SUPPLIED MATERIAL:
+ + +

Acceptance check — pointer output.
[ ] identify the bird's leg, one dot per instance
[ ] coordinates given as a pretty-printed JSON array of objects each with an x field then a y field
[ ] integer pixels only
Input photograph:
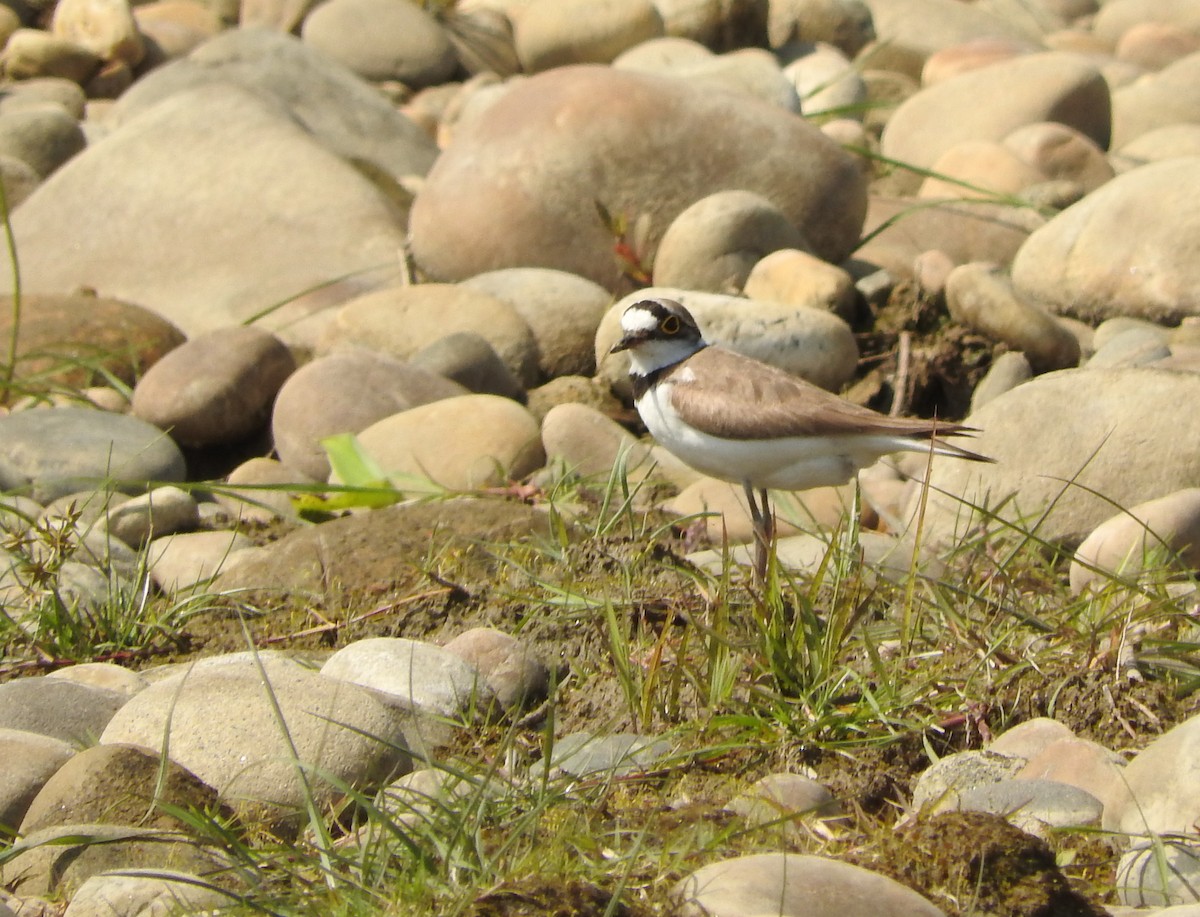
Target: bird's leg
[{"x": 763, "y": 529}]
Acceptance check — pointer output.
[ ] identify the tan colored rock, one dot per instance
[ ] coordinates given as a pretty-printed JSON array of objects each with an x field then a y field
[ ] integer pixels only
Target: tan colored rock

+ + +

REQUIREMENT:
Report how many of the lines above contain the word "colored", giving only the number.

SOLUTION TO THIS EXERCISE:
2